## What needs to be done
Please change "even-odd rule" to "nonzero winding rule" everywhere it occurs in the data below, and keep every other line the same.

## Records from a data source
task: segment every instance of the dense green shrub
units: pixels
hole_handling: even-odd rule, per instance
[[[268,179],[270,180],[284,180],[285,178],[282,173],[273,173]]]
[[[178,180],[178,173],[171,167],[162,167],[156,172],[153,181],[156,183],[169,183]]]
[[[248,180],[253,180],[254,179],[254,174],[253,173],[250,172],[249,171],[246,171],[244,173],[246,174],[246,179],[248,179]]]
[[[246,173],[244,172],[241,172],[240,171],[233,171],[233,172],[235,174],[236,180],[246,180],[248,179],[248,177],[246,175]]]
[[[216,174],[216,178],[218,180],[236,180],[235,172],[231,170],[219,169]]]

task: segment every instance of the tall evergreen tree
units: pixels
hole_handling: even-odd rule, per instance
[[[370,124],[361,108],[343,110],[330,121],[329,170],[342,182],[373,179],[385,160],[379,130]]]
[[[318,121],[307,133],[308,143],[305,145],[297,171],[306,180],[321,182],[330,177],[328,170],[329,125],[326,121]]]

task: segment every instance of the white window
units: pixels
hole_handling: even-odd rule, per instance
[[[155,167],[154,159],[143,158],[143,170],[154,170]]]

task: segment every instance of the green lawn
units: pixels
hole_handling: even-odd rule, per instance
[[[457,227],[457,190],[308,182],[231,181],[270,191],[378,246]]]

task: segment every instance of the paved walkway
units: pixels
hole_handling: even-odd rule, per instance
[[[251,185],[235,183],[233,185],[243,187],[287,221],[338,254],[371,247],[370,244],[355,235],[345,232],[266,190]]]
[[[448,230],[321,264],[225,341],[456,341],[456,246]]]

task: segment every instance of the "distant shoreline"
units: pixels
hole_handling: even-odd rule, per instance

## Result below
task: segment every instance of the dense green shrub
units: pixels
hole_handling: nonzero winding rule, per instance
[[[268,179],[270,180],[284,180],[285,178],[282,173],[273,173]]]
[[[178,180],[178,173],[171,167],[162,167],[156,172],[153,181],[156,183],[169,183]]]
[[[248,180],[253,180],[254,179],[254,174],[253,173],[250,172],[249,171],[246,171],[244,173],[246,174],[246,179],[248,179]]]
[[[246,173],[244,172],[241,172],[240,171],[233,171],[233,172],[235,174],[236,180],[246,180],[248,179],[248,177],[246,175]]]
[[[216,174],[216,178],[218,180],[236,180],[235,172],[231,170],[219,169]]]

task: segment every instance of the tall evergreen tree
units: pixels
hole_handling: nonzero winding rule, per instance
[[[370,124],[361,108],[343,110],[330,121],[329,170],[342,182],[373,179],[385,160],[379,130]]]
[[[318,121],[307,133],[308,143],[305,145],[297,171],[306,180],[321,182],[330,177],[328,170],[329,125],[326,121]]]

task: segment every instance of the white window
units: pixels
hole_handling: nonzero winding rule, per instance
[[[155,167],[154,159],[143,158],[143,170],[154,170]]]

task: segment every instance of the green lawn
units: pixels
hole_handling: nonzero winding rule, per instance
[[[457,227],[457,190],[308,182],[231,181],[270,191],[378,246]]]

task: segment every instance of the paved walkway
units: pixels
hole_handling: nonzero winding rule, per instance
[[[251,185],[235,183],[233,185],[243,187],[287,221],[338,254],[371,247],[370,244],[355,235],[345,232],[266,190]]]
[[[448,230],[321,264],[225,341],[456,341],[456,246]]]

task: segment every instance of the "distant shoreline"
units: pixels
hole_handling: nonzero winding rule, per instance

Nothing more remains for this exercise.